Alguien había puesto la música. Pero había escogido esas canciones que son para cantar a grito herido: bailables, románticas, llaneras, rancheras, vallenatos. Resultamos todos cantando al unísono, con emoción, levantando las botellas de cerveza como golpeando el viento en apartes de las canciones, sacando el pecho y dejando escapar hasta el último aliento.

Niños, jóvenes y adultos unidos por el amor y compartiendo como uno solo, como una familia, como cuando hermanos, primos, padres, tíos, tías se dan cuenta de que son una misma sangre apasionada.

Al amanecer, porque nos la pasamos toda la noche cantando, cuando ya nos íbamos a ir, mi papá pidió la palabra. Rondaba ya un poco más de los 70 años. Y dijo algo como así: «¡Gracias, gracias a todos por hacerme tan feliz. Gracias por este momento, gracias por esta alegría, gracias por tanta felicidad!». Con esas palabras, terminamos todos llorando y abrazándolo, sellando con eso nuestro pacto de amor incondicional, expresado tan hermosamente con esas frases.

En ese momento sentí que aquello no se iba a repetir jamás. Por más que nos lo propusiéramos, no se repetiría. Porque aquello fue tan improvisado, tan auténtico, tan singular, que así lo volviéramos a hacer no sería igual.
★ ★ ★
*Consigna planteada 1*: Ordena como lista numerada las líneas del listado desde la que contiene "Each instance of the white chrysanthemum" hasta el final del listado, ambas incluidas, y omite las líneas en blanco.
*Consigna planteada 2*: Retoma el relato de la noche en que la familia cantó hasta el amanecer y continúalo a partir de su última oración.
El texto y el listado no tienen relación entre sí.

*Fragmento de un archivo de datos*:
★ ★ ★
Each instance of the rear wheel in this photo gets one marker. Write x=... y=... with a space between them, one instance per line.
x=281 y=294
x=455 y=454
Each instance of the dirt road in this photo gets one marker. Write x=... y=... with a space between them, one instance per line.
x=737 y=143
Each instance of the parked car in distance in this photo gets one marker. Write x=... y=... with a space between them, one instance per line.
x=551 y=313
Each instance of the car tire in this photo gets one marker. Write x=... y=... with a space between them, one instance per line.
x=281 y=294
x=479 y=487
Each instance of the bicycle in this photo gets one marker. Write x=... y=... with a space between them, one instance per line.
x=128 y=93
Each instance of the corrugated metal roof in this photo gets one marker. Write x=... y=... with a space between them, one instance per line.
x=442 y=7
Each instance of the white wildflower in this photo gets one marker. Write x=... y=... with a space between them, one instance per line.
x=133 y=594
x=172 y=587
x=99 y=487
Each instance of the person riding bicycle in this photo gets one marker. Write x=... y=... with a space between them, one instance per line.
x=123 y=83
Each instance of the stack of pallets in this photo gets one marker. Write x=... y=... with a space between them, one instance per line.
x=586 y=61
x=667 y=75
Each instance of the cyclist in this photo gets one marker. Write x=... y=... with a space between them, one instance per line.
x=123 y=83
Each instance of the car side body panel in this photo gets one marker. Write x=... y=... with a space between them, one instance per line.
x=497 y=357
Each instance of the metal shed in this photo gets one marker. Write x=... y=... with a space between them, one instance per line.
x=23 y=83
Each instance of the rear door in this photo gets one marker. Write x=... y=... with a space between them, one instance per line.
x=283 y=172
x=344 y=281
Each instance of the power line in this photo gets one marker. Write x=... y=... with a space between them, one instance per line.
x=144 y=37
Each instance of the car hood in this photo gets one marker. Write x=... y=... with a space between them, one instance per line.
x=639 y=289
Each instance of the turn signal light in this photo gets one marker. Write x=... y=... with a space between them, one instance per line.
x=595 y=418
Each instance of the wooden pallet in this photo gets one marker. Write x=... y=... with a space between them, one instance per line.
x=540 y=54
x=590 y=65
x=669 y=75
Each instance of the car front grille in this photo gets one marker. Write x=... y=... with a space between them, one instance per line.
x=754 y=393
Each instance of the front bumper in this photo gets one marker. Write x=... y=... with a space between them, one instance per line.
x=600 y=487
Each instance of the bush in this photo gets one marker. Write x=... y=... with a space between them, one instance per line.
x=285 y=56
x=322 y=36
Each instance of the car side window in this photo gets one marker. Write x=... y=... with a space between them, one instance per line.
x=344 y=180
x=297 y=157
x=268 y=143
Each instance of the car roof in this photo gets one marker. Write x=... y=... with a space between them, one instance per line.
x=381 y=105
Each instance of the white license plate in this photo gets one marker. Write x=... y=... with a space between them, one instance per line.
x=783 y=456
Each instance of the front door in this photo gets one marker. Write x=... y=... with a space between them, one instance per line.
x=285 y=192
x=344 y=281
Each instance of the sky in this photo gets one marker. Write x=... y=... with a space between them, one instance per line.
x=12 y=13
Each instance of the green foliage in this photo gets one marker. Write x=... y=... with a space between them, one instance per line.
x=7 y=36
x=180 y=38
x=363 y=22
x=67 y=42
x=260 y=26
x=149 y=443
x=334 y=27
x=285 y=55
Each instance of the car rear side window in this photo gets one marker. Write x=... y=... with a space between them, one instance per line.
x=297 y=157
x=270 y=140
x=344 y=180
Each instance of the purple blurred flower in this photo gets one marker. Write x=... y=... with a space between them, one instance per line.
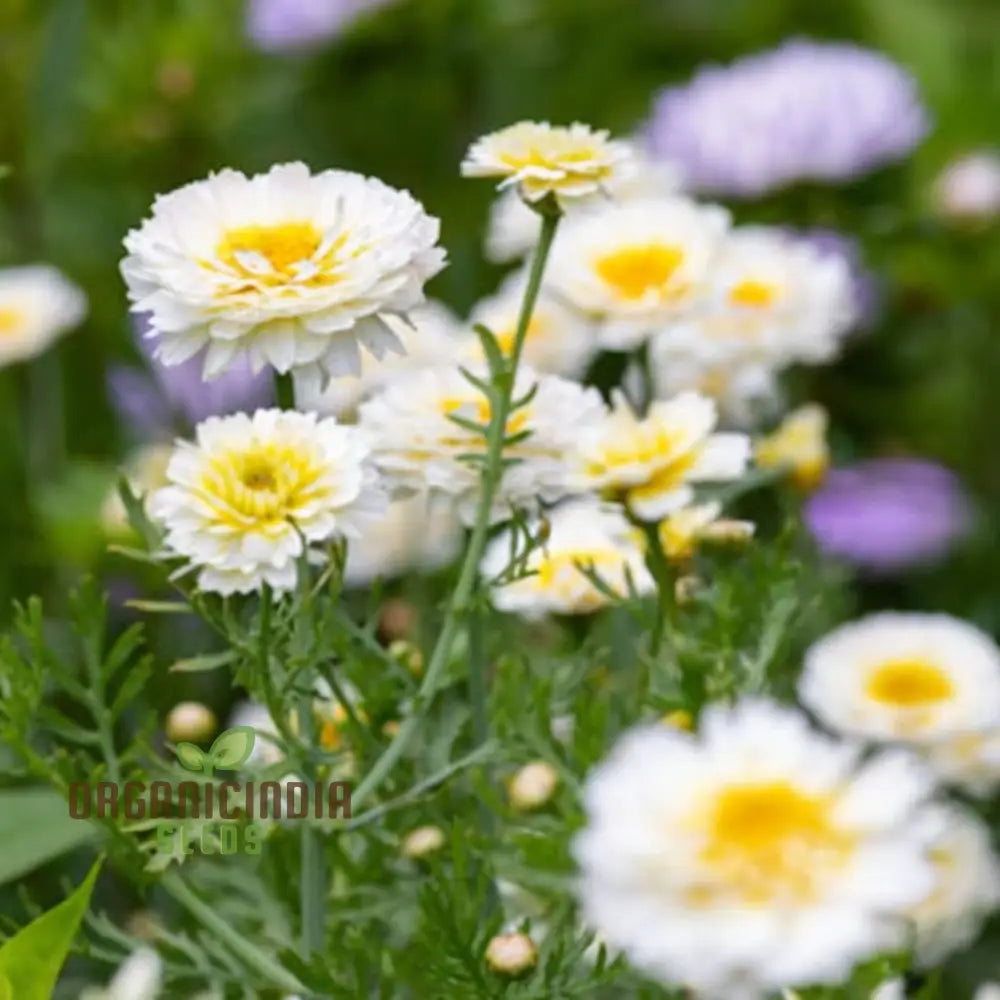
x=806 y=110
x=154 y=401
x=886 y=514
x=277 y=25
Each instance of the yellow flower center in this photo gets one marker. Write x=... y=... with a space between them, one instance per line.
x=753 y=294
x=770 y=841
x=634 y=271
x=909 y=684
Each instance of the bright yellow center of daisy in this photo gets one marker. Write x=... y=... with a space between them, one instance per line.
x=909 y=683
x=634 y=271
x=770 y=841
x=283 y=246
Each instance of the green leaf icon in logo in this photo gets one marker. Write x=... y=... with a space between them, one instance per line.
x=233 y=747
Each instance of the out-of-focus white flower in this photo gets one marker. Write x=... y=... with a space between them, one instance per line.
x=773 y=299
x=431 y=336
x=967 y=884
x=570 y=162
x=798 y=447
x=558 y=340
x=290 y=269
x=514 y=227
x=37 y=304
x=584 y=538
x=756 y=855
x=253 y=494
x=418 y=446
x=968 y=189
x=654 y=460
x=904 y=676
x=636 y=267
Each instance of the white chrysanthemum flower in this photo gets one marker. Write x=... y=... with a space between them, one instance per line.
x=254 y=494
x=514 y=227
x=418 y=446
x=558 y=340
x=798 y=447
x=967 y=884
x=904 y=676
x=570 y=162
x=756 y=855
x=654 y=461
x=417 y=532
x=431 y=335
x=37 y=304
x=585 y=538
x=636 y=267
x=681 y=532
x=290 y=269
x=773 y=299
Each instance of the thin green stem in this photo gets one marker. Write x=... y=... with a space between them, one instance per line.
x=252 y=955
x=492 y=473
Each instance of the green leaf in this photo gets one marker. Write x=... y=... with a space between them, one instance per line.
x=192 y=757
x=30 y=961
x=35 y=826
x=233 y=747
★ ★ ★
*Respuesta del ejercicio 1*:
1. Each instance of the white chrysanthemum flower in this photo gets one marker. Write x=... y=... with a space between them, one instance per line.
2. x=254 y=494
3. x=514 y=227
4. x=418 y=446
5. x=558 y=340
6. x=798 y=447
7. x=967 y=884
8. x=904 y=676
9. x=570 y=162
10. x=756 y=855
11. x=654 y=461
12. x=417 y=532
13. x=431 y=335
14. x=37 y=304
15. x=585 y=538
16. x=636 y=267
17. x=681 y=532
18. x=290 y=269
19. x=773 y=299
20. Each instance of the thin green stem in this photo gets one marker. Write x=... y=... with a space between them, one instance per line.
21. x=252 y=955
22. x=492 y=473
23. Each instance of the green leaf in this photo gets one marker. Write x=... y=... with a space between them, one instance per line.
24. x=192 y=757
25. x=30 y=961
26. x=35 y=826
27. x=233 y=747

*Respuesta del ejercicio 2*:
Después de ello pasé mucho tiempo con nostalgia de aquella noche y madrugada. Quisiera que volviera a pasar. Y cada vez que me acordaba añoraba ese momento, sin entender que no había por qué hacerlo. La añoranza trae un tanto de tristeza por lo pasado. Pero debemos comprender que nunca se repiten los mismos momentos. Que estos hay que vivirlos en ese instante, disfrutarlos al máximo y guardarlos en el corazón como un tesoro.

Ahora no tengo esa nostalgia. Solo me siento feliz de haber vivido ese momento y le doy gracias a Dios por ello. Porque la nostalgia la tenemos que convertir en felicidad. Y debemos comprender que cada momento en la vida es irrepetible. Por eso debemos vivirlo con la mayor felicidad, el mayor amor y con la convicción de dar lo mejor de nosotros en ese instante, para ir construyendo así nuestra colección, no de nostalgias, sino de momentos que nos llenen de emoción cuando los recordemos.